# Page extract
Second is the impact that the financial sector has on investment. Of course, the financial sector does facilitate investment by allowing for services such as the provision of loans. Does this mean that a larger financial sector would yield greater investment as loans would become more plentiful and cheaper? No, UK investment has not grown with the financial sector and is still below the pre-2008 trend. The financial sector has become too large given the size of the economy. This is getting to the point where the financial sector is becoming self-serving, and, with this, short-term behaviour rules, financial innovation occurs, and loans for real investment are pushed aside. As such, the UK’s long-term productivity prospects remain dismal.


Moving onto population and demographics, we see that the UK’s population growth has seen a decrease since Brexit. In itself, this is not the biggest of my worries. The concerns of this article lie with the UK’s ageing population and, particularly, how such a change in demographics will impact the UK’s public finances. The innovations in modern medicine mean that we can now all live longer, and (hopefully) more fulfilling lives. Many would say that such an outcome would be rather beneficial, however, I remind you that this article is written by someone studying economics - a subject with a reputation for being rather cynical.


We must be aware of the trade-offs occurring with an ageing population; the one which I choose to focus on is that of increased dependency ratios. In short, as the population ages, the demand for services such as state pensions, healthcare, and other UK-exclusive benefits such as the winter fuel allowance will increase. This means that there will be greater pressure on the government to spend more to support these services. Yet, to balance the budget, the government is equally forced to increase taxes, whilst also changing them to tax younger (and probably more productive) workers.


While this may seem like a very sufficient solution to a potential setback, I still have my reservations. First, it is bold to assume that tax increases for younger individuals will be an easy political move to pass. Second, an ageing population brings lower productivity and innovation, all of which slow economic growth - a necessity for a stable debt-to-GDP ratio. Third, it is unlikely that the UK government will be able to balance its budget completely. Historically, the UK has rarely run a budget surplus for a significant period. With an ageing population, this means that we will likely continue such a trend of consistently running deficits. As such, I say that the UK’s debt-to-GDP ratio and overall public debt will likely continue to increase, a trend that is congruent with the experiences of other advanced economies such as Japan or Italy.


With the UK being a monetarily sovereign nation that can create its own money through QE to repay bonds, swelling public debt is not a pressing issue: the government is a monopoly issuer of its own domestic currency and as such, it cannot ‘run out’ of its own money. That being said, this is only the case if the percentage of bonds owed in foreign currency stays low. This is currently the situation that the UK finds itself in, however, with a current account deficit, the UK acts as a ‘net borrower’ to the rest of the world, since a current account deficit forces a capital account surplus. This means that over the long run, the UK will see increasing foreign ownership of bonds and as such, this may create severe debt sustainability risks similar to that of Argentina in the future as a balance of payments crisis occurs.


All of this poses a grim outlook for the UK economy, but there is a way out.


Proper industrial policy is necessary, and the UK’s priority should like in balancing our current account deficit to ensure that debt sustainability risks do not arise in the long run. Fortunately, recent government policy is attempting to divert resources towards new specialisations such as green technology, which, the UK will be able to export. Perhaps it will be possible to avoid this dismal scenario. Ultimately, it is one that should be feared.

# Exercise
Summarize the text on the UK economy in three sentences. Work from the text above and nothing else.

# Material supplied

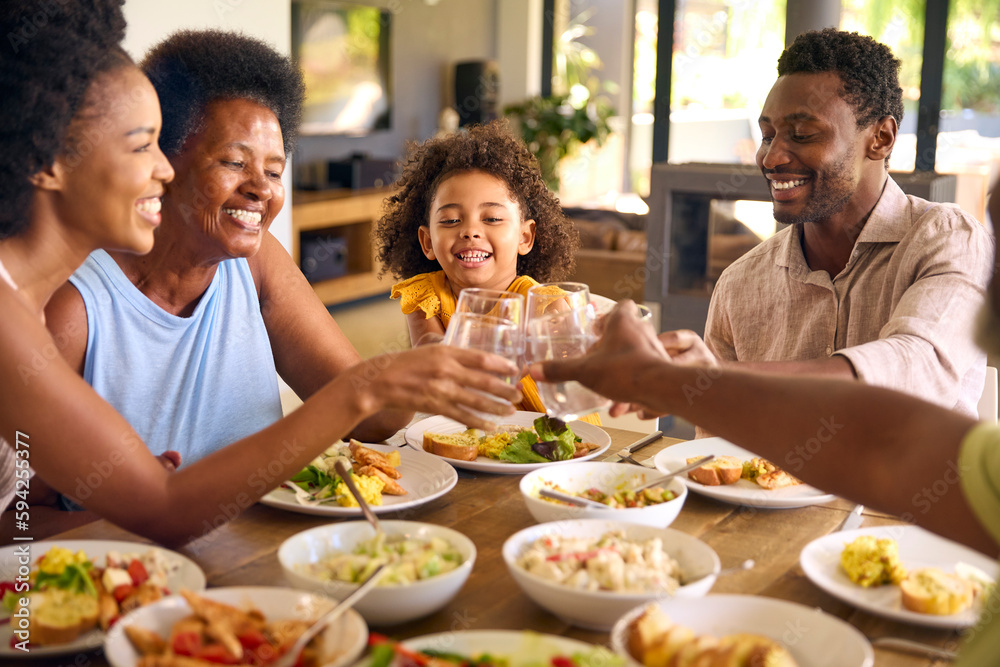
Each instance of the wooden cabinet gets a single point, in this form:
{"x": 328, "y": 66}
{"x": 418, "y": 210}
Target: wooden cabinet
{"x": 349, "y": 215}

# Exercise solution
The UK's financial sector has grown too large for the economy without raising investment, which is still below its pre-2008 trend, so long-term productivity prospects remain dismal. An ageing population will raise demand for pensions, healthcare and other services, pushing up government spending and taxes, and with deficits likely to continue, the UK's debt-to-GDP ratio and public debt will probably keep increasing. Swelling debt is not pressing while few bonds are owed in foreign currency, but the current account deficit may increase foreign ownership of bonds and create debt sustainability risks, so industrial policy should aim to balance the current account, as recent policy directing resources toward exportable green technology attempts to do.